= Exercise set =
A. Transcribe everything in the library-prep workcell text from "Chemistry is dependent" down to "a similar solution.".
B. Answer these questions from the library-prep workcell text:
(i) Which devices does it name as an example of highly occupied devices that can be moved off deck?
(ii) In which two cases can a single system be designed instead of separate pre-PCR and post-PCR workcells?
(iii) After initial reagent loading, what does the workcell use to set up the decks?
C. Resume the library-prep workcell text, starting after its final sentence.

The workcell shown is an example of a workcell capable of running a specific RNA-library preparation workflow. The exact configuration can be customised for optimal running of your workflow.

After initial reagent loading, the workcell will use the transport layer and robot arms to set up the decks as required for each of the library preparation step.

As long as the devices required are on the system then several different workflows can be deployed to each workcell.

By moving highly occupied devices such as thermal cyclers off deck it allows better utilisation of the liquid handlers to do complex liquid handling task, which in turn will increase throughput capacity for complex workflows such as library prep.

Chemistry is dependent on the instruments selected for the system so as long as your chemistry is not tied to instrumentation that is not automation friendly it can be used on this or a similar solution.

The separation of a pre-PCR and post-PCR workcell is completely dependent on your workflow. If you are using a PCR-free workflow or the physical separation isn’t needed a single system can be designed to give a similar throughput.

Yes, the liquid handlers shown in this example can be swapped out for any that are capable of performing the liquid handlers required for your chemistry.

= Material supplied =
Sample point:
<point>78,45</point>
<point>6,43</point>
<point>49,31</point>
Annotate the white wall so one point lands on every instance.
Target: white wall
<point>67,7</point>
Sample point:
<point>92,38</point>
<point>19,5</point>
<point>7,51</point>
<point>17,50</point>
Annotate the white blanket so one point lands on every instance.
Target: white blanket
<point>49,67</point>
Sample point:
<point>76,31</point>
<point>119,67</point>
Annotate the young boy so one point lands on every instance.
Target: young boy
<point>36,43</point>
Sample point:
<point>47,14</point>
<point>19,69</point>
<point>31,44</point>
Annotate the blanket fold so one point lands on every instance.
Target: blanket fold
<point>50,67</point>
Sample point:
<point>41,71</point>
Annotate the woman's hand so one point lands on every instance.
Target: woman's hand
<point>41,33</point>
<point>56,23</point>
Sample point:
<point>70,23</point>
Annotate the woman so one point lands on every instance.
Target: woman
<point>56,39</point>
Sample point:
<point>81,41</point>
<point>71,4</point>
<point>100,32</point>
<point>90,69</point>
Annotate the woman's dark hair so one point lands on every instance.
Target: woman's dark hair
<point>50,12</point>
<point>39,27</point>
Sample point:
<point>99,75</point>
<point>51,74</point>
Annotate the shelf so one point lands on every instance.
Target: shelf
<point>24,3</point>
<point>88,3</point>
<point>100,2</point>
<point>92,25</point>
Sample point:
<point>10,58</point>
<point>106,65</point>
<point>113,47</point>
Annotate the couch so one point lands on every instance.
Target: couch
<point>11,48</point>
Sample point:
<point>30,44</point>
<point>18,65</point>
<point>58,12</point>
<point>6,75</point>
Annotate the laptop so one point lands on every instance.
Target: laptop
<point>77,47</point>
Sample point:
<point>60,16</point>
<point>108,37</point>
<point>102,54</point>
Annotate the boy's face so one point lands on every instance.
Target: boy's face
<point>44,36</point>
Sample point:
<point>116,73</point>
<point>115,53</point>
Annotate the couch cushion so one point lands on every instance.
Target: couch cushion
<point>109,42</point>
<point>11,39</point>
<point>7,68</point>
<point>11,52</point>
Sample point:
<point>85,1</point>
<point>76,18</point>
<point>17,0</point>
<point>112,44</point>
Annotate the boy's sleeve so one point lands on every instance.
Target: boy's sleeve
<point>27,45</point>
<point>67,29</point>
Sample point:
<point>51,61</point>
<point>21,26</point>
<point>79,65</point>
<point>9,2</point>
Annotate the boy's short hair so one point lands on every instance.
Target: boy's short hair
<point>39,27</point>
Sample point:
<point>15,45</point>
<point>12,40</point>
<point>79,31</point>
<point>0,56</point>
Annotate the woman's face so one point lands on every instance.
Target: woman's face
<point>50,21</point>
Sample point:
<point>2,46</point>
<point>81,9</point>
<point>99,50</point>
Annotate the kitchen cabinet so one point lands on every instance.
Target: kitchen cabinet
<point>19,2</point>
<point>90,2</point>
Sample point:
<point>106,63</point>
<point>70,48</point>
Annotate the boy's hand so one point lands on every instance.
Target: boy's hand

= Outputs in order =
A.
Chemistry is dependent on the instruments selected for the system so as long as your chemistry is not tied to instrumentation that is not automation friendly it can be used on this or a similar solution.

B.
(i) Thermal cyclers.
(ii) When a PCR-free workflow is used, or when the physical separation isn't needed.
(iii) The transport layer and robot arms.

C.
1. Walk-away. When benchtop automation is used for library preparation there are often still many manual touch points needed, sometimes across a multiple-day process. An operator may be required to seal and move a plate to another device in order for the process to proceed. There will also be multiple deck setups for each liquid handler. These steps are often an inconsistent time apart which leads to unnecessary downtime for scientists waiting for plate movements and manipulations.
2. Scalability. When done manually the only way to scale library preparation methods is to get more skilled scientists to perform the process, while benchtop automation requires getting multiples of large and expensive equipment. These options aren’t efficient or viable for most laboratories and can result in more errors or suboptimal use of people and space.
3. Utilising Current Automation. With library preparation being a workflow with high levels of automation adoption already, the next step is to integrate numerous complicated liquid handlers which LINQ can do.

Library preparation describes the process of making nucleic acid samples sequenceable. It’s the method used to prepare RNA from samples into sequencing libraries. It’s similar to DNA sequencing but has an extra step to convert the RNA to DNA.

It is commonly used in transcriptomic studies as a way to measure gene expression, which is important for understanding biological processes and disease.

Library preparation is the term used to describe the process of making a DNA/RNA/nucleic acid sample able to be sequenced. It’s a requirement for both short read and long read sequencing.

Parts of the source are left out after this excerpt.